*REQUIRED WORK*:
Reproduce the material word for word, from the line containing "task: trace the outline of the naval" through the line containing "79), (184, 88)]", both included. Omit the pictures from your copy.

☆ ☆ ☆ ☆ ☆ ☆ ☆

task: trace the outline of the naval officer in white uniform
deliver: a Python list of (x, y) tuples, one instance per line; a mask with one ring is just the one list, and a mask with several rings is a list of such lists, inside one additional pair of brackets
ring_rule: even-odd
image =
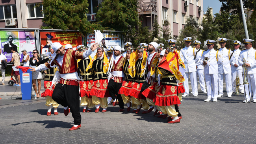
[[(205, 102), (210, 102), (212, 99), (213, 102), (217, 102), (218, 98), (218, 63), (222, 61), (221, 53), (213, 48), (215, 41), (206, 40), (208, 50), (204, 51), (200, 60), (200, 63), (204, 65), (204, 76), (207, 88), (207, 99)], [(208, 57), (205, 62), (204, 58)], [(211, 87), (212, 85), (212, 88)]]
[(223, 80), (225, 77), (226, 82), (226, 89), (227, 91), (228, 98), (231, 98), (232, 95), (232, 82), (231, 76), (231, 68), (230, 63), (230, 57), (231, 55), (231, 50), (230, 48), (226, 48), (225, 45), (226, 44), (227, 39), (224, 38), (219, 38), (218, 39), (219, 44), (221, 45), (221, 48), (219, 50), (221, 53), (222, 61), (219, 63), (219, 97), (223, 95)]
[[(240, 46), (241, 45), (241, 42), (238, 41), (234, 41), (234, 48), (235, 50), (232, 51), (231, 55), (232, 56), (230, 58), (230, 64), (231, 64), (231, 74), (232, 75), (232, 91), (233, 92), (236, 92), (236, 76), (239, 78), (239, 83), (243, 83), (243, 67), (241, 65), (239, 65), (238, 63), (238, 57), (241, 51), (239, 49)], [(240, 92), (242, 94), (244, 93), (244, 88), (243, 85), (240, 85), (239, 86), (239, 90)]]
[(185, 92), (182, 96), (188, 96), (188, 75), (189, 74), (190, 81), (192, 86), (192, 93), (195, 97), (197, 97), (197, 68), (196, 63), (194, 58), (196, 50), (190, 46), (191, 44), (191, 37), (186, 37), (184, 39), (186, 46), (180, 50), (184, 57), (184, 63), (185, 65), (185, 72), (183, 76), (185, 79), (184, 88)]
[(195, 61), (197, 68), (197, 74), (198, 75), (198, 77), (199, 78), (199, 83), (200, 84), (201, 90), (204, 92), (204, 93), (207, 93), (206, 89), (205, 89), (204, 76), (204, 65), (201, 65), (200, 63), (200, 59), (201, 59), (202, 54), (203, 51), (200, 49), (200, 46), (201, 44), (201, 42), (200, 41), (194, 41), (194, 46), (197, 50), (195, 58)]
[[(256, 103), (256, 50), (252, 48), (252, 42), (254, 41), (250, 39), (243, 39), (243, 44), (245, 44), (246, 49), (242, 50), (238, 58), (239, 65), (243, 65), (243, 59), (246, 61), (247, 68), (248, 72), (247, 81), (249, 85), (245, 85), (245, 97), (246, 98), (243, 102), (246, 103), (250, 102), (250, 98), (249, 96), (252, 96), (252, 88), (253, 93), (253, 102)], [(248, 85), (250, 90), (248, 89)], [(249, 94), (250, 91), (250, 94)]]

☆ ☆ ☆ ☆ ☆ ☆ ☆

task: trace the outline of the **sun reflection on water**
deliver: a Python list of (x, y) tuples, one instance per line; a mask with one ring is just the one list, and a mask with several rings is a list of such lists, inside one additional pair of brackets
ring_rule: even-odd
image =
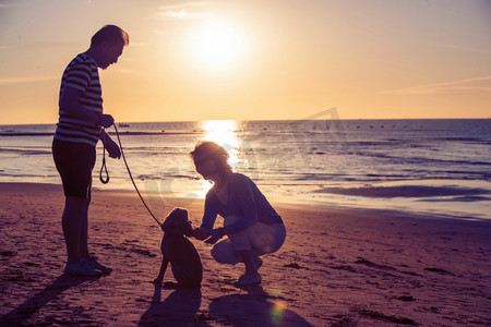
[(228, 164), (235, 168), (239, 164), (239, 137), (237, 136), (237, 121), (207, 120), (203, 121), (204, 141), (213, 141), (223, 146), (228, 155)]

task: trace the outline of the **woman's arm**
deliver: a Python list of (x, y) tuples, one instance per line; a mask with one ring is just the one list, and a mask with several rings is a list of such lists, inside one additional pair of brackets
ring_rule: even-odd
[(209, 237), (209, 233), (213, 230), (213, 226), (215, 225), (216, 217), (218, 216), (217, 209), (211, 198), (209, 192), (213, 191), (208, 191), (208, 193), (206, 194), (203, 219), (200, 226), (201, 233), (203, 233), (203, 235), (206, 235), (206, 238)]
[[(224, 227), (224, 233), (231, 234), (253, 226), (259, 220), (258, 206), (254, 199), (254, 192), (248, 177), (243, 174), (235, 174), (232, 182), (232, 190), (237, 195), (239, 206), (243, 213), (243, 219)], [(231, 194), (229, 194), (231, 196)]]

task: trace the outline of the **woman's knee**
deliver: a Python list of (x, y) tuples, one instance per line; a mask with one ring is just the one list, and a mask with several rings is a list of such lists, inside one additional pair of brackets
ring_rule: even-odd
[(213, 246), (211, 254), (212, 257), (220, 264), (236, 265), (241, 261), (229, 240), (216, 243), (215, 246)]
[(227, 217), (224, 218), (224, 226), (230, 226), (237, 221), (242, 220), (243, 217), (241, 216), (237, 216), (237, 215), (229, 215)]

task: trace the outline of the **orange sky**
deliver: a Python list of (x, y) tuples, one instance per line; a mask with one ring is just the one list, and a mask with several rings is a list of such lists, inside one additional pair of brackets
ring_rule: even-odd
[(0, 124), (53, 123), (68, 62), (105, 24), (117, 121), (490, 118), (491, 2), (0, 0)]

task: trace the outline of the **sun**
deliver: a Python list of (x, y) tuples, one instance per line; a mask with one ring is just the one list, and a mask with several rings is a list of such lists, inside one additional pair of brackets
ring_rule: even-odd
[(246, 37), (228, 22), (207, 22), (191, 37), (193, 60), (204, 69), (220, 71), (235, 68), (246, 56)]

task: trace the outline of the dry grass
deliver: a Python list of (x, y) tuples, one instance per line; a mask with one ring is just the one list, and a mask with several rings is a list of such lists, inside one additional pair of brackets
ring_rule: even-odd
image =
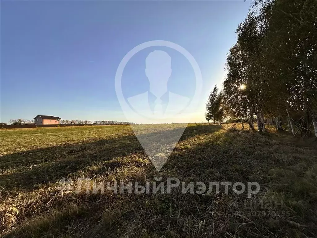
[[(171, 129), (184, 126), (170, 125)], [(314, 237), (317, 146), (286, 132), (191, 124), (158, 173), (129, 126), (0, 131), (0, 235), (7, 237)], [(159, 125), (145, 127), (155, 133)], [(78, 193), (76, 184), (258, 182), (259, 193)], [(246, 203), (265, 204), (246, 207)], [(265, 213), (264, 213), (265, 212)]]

☆ ☆ ☆ ☆ ☆ ☆ ☆

*ANSWER IN FULL*:
task: trace the outline of the naval officer in white uniform
deliver: a Python list of (x, y) tuples, one instance per line; a mask with one ring is just the one list, and a mask with several rings is a list of such lists, inside one additional pair of brackets
ring_rule: even-odd
image =
[[(205, 102), (210, 102), (212, 99), (213, 102), (217, 102), (218, 98), (218, 63), (222, 61), (221, 53), (213, 48), (215, 41), (206, 40), (208, 50), (204, 51), (200, 60), (200, 63), (204, 65), (204, 76), (207, 88), (207, 99)], [(208, 57), (205, 62), (204, 58)], [(211, 87), (212, 85), (212, 88)]]
[(223, 80), (225, 77), (226, 82), (226, 89), (227, 91), (228, 98), (231, 98), (232, 95), (232, 82), (231, 76), (231, 68), (230, 63), (230, 57), (231, 55), (231, 50), (230, 48), (226, 48), (225, 45), (226, 44), (227, 39), (224, 38), (219, 38), (218, 39), (219, 44), (221, 45), (221, 48), (219, 50), (221, 53), (222, 61), (219, 63), (219, 97), (223, 95)]
[[(240, 46), (241, 45), (241, 42), (238, 41), (234, 41), (234, 48), (235, 50), (232, 51), (231, 55), (232, 56), (230, 58), (230, 64), (231, 64), (231, 74), (232, 75), (232, 91), (233, 92), (236, 92), (236, 76), (239, 78), (239, 83), (243, 83), (243, 67), (241, 65), (239, 65), (238, 63), (238, 57), (241, 51), (239, 49)], [(240, 92), (242, 94), (244, 93), (244, 88), (243, 85), (240, 85), (239, 86), (239, 90)]]
[(185, 92), (182, 96), (188, 96), (188, 75), (189, 74), (190, 81), (192, 86), (192, 93), (195, 97), (197, 97), (197, 68), (196, 63), (194, 58), (196, 50), (190, 46), (191, 44), (191, 37), (186, 37), (184, 39), (186, 46), (180, 50), (184, 57), (184, 63), (185, 65), (185, 72), (183, 76), (185, 79), (184, 88)]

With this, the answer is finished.